PROBLEM DESCRIPTION –
Using the listing below, set down exactly the lines from the one that contains "Drop a marker on the man's mouth, one" through the one that contains "Drop a marker on the wooden shelf", with no pictures.
(DATASET ENTRIES begins)
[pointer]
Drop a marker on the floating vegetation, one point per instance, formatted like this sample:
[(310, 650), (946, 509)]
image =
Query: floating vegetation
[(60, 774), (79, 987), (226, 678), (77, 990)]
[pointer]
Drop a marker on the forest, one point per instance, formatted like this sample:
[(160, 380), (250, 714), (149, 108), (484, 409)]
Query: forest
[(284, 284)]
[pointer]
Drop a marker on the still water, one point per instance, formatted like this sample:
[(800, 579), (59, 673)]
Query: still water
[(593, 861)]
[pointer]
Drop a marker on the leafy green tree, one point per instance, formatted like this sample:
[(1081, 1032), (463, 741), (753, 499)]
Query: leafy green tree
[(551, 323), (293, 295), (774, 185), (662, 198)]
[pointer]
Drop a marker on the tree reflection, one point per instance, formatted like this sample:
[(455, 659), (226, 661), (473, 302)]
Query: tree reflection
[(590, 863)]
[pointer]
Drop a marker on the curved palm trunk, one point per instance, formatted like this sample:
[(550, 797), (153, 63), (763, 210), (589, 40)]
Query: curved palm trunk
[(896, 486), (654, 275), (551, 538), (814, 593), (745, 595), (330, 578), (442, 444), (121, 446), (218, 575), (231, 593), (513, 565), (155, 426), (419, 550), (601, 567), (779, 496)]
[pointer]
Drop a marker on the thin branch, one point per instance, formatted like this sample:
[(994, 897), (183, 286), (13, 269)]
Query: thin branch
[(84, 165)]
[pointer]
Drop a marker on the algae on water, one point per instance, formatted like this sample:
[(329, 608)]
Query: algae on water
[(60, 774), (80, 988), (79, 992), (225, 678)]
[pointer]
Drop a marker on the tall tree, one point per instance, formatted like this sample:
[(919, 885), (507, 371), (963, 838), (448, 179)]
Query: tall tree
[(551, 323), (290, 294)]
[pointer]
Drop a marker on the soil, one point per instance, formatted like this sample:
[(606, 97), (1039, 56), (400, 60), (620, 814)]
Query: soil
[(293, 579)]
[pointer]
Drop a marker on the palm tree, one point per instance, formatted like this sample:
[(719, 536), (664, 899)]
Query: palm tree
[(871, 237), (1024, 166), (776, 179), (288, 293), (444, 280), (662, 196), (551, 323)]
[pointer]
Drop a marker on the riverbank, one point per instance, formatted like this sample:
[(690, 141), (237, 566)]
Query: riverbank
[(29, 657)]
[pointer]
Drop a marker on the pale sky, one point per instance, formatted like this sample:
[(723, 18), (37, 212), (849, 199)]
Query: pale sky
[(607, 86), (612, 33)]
(DATASET ENTRIES ends)
(DATASET ENTRIES begins)
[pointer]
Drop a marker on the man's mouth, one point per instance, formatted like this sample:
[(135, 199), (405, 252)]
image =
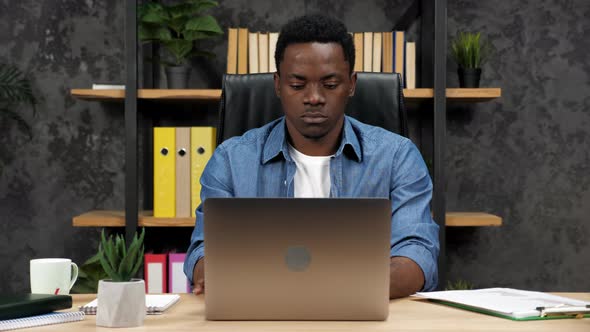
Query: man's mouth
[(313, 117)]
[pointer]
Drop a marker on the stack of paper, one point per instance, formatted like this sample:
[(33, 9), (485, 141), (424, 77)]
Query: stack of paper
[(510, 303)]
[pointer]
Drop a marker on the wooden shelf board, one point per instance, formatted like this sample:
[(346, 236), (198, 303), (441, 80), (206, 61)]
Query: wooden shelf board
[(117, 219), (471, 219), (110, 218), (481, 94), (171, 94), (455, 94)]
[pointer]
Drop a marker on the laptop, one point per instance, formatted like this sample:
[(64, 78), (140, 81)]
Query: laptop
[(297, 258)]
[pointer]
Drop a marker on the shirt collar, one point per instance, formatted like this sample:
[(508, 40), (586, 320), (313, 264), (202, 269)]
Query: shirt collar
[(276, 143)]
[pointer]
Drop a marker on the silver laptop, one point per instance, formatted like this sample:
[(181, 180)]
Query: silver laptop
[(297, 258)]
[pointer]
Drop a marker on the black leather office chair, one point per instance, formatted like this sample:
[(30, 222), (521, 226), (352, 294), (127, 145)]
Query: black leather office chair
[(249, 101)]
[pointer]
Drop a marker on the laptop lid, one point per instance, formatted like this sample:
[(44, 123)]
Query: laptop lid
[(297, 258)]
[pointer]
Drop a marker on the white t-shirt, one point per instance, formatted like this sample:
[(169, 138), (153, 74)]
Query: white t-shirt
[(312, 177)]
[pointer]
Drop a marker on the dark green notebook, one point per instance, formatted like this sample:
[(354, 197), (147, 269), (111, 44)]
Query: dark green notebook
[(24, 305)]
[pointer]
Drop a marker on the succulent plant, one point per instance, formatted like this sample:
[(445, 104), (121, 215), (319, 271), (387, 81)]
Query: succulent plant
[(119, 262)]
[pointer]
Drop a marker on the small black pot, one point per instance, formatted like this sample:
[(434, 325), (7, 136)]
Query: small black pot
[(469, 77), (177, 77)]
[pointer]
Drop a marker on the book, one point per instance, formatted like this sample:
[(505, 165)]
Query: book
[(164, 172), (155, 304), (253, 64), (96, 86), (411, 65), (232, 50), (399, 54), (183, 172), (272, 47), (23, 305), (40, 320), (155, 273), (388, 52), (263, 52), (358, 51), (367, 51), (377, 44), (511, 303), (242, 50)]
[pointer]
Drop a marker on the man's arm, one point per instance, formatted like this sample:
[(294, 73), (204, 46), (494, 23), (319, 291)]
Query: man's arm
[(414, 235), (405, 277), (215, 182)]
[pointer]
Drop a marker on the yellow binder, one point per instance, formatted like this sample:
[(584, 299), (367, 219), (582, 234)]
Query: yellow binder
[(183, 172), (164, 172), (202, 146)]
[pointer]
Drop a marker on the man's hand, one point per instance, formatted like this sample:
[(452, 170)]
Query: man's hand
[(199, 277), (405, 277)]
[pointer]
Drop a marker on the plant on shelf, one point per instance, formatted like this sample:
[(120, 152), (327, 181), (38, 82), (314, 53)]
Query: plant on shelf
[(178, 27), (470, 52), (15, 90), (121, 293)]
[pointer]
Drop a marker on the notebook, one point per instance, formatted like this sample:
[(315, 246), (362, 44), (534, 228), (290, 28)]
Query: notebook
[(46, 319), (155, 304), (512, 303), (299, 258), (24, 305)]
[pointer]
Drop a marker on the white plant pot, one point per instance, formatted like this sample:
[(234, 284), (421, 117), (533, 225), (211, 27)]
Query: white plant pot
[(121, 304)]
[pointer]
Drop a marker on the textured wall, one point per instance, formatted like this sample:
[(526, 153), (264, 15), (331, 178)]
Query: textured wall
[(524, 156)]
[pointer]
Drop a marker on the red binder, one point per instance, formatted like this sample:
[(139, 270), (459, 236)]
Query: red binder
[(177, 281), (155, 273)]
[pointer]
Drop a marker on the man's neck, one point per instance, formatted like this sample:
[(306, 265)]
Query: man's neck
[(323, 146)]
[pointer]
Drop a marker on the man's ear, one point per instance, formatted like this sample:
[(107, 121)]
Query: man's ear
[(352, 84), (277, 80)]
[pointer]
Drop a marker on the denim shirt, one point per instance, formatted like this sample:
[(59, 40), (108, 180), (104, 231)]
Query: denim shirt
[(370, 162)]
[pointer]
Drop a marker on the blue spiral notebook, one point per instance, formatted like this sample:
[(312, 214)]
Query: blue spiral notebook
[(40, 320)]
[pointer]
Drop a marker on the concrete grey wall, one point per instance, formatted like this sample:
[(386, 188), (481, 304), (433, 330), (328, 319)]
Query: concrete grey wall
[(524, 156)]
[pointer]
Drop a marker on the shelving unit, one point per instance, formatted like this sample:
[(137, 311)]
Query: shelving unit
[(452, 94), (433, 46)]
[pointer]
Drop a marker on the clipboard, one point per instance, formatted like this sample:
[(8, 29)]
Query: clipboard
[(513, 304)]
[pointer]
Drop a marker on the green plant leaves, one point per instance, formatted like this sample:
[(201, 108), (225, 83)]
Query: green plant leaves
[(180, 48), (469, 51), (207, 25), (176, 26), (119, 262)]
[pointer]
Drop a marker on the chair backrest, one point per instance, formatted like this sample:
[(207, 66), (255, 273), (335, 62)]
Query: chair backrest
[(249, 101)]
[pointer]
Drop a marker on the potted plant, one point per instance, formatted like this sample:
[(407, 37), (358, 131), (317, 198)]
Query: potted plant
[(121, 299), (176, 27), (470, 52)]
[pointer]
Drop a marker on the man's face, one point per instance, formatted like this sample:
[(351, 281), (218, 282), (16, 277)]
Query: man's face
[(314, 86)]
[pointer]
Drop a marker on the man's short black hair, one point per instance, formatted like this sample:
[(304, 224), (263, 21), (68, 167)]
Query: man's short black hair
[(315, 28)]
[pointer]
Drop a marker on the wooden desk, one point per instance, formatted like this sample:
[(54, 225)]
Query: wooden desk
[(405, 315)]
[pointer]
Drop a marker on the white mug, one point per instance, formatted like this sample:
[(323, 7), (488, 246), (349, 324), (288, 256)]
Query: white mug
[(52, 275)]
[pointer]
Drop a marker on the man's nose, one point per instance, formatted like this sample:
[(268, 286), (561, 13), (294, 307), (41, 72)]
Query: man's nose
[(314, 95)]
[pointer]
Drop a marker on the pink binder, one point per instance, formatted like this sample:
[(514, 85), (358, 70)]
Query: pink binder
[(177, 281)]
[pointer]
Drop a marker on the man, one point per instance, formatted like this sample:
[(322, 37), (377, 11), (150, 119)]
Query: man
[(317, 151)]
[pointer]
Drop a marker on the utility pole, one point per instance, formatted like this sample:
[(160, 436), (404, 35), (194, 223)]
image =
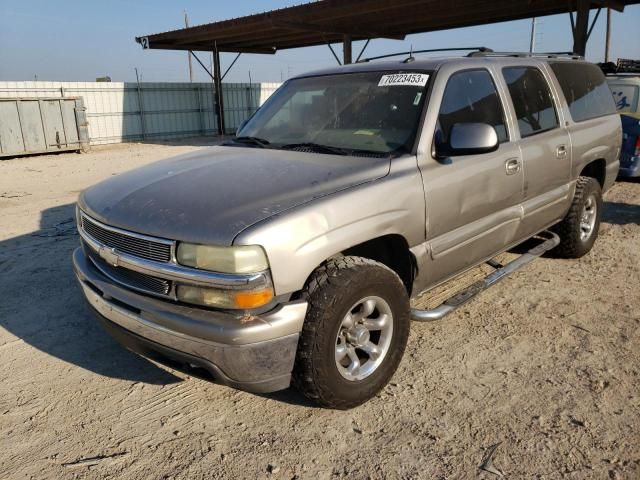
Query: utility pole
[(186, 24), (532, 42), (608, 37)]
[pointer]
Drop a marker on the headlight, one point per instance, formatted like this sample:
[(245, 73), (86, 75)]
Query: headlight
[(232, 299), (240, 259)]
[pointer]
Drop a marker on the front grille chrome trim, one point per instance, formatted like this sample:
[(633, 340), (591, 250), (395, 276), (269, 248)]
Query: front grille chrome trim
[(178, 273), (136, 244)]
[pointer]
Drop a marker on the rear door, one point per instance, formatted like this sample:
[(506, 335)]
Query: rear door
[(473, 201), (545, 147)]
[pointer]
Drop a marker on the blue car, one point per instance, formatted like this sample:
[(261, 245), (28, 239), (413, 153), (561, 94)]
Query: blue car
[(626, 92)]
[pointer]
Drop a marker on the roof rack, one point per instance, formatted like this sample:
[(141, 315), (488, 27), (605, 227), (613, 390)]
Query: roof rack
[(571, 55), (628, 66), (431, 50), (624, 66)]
(DATASET ENTRIES ends)
ANSWER FOR THE TASK –
Drop a marker on the man's mouth, one point per instance, formatted like this sample:
[(135, 199), (405, 252)]
image =
Query: man's mouth
[(313, 117)]
[pointer]
Drop a marker on the stack of paper, one point per instance, formatted like this sample:
[(33, 9), (485, 141), (424, 77)]
Query: stack of paper
[(510, 303)]
[pointer]
Drop a marker on the wooden shelf board, one point per instance, formatted like this sample:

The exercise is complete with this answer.